§ **VORGEGEBENER TEXT**:
○ ○ ○ ○ ○ ○ ○

Entscheidungsstichwort (Thema)
Sozialgerichtliches Verfahren. Ablehnung eines Sachverständigen wegen Befangenheit
Orientierungssatz
Ein Sachverständiger kann aus denselben Gründen, die zur Ablehnung eines Richters wegen Befangenheit berechtigen, abgelehnt werden. Es muss ein Grund vorliegen, der geeignet ist, Misstrauen gegen dessen Unparteilichkeit zu rechtfertigen. Nicht entscheidend ist, ob er tatsächlich befangen ist; vielmehr kommt es nur darauf an, ob ein Beteiligter von seinem Standpunkt aus bei vernünftigem Überlegen Bedenken gegen die Unparteilichkeit haben kann.
Tenor
Die Beschwerde des Klägers gegen den Beschluss des Sozialgerichts Berlin vom 21. Dezember 2011 wird zurückgewiesen.
Der Antrag des Klägers auf Bewilligung von Prozesskostenhilfe für das Beschwerdeverfahren unter Beiordnung seines Prozessbevollmächtigten wird abgelehnt.
Außergerichtliche Kosten des Beschwerdeverfahrens sind nicht zu erstatten.

○ ○ ○ ○ ○ ○ ○

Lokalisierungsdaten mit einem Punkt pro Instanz

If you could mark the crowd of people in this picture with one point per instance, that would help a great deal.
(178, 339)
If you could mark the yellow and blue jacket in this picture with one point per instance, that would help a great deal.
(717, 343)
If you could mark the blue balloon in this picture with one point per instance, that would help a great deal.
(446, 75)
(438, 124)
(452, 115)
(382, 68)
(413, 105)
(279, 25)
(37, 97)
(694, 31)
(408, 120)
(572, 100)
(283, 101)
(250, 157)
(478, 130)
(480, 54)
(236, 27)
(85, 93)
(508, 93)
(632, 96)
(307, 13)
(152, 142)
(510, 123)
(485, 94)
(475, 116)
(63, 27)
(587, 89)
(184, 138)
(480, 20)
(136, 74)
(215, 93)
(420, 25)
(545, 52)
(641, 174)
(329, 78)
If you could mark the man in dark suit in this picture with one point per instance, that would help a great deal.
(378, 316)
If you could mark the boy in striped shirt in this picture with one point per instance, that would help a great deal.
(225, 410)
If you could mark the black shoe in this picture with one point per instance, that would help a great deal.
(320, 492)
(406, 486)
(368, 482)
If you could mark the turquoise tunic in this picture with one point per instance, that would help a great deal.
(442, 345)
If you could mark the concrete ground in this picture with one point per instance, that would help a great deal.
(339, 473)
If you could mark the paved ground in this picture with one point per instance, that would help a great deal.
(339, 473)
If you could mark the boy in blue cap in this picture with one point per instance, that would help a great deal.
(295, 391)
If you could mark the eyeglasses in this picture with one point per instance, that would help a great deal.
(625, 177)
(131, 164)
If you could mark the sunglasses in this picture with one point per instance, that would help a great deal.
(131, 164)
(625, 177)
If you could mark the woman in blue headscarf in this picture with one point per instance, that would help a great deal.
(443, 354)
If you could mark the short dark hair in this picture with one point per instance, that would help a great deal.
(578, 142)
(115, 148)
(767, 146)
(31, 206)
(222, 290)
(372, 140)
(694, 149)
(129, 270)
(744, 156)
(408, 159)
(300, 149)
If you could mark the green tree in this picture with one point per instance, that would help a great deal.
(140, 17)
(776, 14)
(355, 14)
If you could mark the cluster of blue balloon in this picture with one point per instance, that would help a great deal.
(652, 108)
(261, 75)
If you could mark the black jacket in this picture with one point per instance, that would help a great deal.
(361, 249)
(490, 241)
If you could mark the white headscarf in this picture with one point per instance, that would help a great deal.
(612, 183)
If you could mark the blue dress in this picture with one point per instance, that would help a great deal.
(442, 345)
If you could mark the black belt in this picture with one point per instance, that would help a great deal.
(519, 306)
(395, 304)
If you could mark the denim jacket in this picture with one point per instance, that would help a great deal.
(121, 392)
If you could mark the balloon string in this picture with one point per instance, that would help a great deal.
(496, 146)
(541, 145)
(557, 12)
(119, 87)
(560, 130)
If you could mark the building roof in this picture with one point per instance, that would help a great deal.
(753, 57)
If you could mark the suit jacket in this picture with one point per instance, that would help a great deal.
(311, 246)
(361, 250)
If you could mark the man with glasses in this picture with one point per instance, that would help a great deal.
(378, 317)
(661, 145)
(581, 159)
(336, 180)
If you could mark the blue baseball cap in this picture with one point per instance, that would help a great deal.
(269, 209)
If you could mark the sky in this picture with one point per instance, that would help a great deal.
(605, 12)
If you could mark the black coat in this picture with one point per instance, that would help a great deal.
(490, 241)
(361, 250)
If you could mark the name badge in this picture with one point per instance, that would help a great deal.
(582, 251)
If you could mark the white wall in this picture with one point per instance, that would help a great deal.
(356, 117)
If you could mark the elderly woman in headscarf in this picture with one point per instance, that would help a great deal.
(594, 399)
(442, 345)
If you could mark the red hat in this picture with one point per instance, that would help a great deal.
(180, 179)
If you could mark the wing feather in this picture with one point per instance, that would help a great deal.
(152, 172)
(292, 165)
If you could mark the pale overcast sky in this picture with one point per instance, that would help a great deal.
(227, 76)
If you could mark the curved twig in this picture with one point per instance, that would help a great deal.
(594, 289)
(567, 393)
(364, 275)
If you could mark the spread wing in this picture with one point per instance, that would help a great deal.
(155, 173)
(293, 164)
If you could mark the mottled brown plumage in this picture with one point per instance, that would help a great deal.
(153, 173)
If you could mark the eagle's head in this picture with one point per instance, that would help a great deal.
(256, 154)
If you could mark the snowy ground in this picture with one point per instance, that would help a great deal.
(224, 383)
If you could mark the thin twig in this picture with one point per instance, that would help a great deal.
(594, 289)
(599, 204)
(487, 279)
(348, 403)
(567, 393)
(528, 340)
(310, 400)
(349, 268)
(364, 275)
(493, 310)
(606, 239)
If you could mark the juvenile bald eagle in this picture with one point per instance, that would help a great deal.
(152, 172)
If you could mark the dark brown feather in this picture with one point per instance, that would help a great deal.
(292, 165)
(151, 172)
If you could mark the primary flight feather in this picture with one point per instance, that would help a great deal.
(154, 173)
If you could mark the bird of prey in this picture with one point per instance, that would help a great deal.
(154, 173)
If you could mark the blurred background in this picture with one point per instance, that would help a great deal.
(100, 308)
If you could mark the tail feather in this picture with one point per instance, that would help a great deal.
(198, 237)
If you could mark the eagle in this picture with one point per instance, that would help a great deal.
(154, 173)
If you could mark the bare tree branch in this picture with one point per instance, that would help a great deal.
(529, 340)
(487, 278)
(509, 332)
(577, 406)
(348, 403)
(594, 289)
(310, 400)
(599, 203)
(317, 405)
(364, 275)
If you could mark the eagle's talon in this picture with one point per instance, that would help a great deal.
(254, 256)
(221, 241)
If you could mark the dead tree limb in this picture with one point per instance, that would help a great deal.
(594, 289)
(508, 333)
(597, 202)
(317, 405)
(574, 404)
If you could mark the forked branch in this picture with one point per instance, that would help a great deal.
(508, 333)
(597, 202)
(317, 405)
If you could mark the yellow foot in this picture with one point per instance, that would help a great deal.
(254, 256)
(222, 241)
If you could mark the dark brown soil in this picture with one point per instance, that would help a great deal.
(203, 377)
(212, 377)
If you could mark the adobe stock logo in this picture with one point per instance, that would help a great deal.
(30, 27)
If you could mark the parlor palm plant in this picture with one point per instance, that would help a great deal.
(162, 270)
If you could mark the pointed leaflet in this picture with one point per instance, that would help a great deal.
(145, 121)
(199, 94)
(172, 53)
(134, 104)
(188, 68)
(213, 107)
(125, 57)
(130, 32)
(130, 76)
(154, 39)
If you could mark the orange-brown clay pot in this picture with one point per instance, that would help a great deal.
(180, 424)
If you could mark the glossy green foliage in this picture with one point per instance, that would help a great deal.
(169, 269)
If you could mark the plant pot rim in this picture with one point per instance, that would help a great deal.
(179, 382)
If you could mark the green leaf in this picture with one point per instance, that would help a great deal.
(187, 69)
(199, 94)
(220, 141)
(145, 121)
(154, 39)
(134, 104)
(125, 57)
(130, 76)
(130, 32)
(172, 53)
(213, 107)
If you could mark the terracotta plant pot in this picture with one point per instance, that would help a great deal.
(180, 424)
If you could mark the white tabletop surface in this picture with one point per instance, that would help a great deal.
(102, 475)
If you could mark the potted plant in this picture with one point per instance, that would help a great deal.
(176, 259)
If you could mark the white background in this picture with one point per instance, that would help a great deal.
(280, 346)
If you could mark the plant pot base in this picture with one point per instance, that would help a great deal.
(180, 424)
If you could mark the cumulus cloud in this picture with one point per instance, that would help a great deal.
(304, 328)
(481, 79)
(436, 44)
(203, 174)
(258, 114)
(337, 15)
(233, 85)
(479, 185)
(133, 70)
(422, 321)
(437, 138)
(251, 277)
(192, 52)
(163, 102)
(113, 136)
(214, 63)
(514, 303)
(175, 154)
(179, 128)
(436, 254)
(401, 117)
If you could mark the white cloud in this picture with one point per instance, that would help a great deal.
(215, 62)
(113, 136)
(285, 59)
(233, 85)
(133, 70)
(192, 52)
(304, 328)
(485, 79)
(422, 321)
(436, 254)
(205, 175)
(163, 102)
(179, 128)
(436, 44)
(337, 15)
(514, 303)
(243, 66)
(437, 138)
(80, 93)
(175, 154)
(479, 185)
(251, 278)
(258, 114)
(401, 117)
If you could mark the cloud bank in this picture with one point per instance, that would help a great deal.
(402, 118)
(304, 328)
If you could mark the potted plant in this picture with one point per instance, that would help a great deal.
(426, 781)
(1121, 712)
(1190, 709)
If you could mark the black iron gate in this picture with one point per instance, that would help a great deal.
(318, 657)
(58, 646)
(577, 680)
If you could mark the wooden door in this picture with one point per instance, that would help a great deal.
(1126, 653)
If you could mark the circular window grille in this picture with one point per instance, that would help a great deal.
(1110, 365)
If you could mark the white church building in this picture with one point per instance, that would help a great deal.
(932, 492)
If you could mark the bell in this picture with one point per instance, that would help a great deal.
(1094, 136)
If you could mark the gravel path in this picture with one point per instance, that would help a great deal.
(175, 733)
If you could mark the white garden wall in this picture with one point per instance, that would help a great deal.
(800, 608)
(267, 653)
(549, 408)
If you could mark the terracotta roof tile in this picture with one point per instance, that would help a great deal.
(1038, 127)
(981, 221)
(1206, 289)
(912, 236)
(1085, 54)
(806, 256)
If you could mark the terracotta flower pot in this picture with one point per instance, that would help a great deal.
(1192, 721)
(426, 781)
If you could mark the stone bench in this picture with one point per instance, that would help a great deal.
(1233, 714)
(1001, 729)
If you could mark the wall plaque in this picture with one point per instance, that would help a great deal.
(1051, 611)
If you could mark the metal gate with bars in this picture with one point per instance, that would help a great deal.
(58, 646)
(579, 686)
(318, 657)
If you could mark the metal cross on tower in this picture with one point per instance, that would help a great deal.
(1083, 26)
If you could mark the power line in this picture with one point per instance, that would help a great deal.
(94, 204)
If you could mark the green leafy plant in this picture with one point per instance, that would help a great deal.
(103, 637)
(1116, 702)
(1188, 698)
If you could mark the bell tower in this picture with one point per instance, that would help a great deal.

○ ○ ○ ○ ○ ○ ○

§ **AUFGABENSTELLUNG**:
Gib aus dem Text über die Ablehnung eines Sachverständigen alles von „Sozialgerichtliches Verfahren. Ablehnung“ bis hinunter zu „Prozessbevollmächtigten wird abgelehnt.“ unverändert aus.

§ **AUSGABE**:
Sozialgerichtliches Verfahren. Ablehnung eines Sachverständigen wegen Befangenheit
Orientierungssatz
Ein Sachverständiger kann aus denselben Gründen, die zur Ablehnung eines Richters wegen Befangenheit berechtigen, abgelehnt werden. Es muss ein Grund vorliegen, der geeignet ist, Misstrauen gegen dessen Unparteilichkeit zu rechtfertigen. Nicht entscheidend ist, ob er tatsächlich befangen ist; vielmehr kommt es nur darauf an, ob ein Beteiligter von seinem Standpunkt aus bei vernünftigem Überlegen Bedenken gegen die Unparteilichkeit haben kann.
Tenor
Die Beschwerde des Klägers gegen den Beschluss des Sozialgerichts Berlin vom 21. Dezember 2011 wird zurückgewiesen.
Der Antrag des Klägers auf Bewilligung von Prozesskostenhilfe für das Beschwerdeverfahren unter Beiordnung seines Prozessbevollmächtigten wird abgelehnt.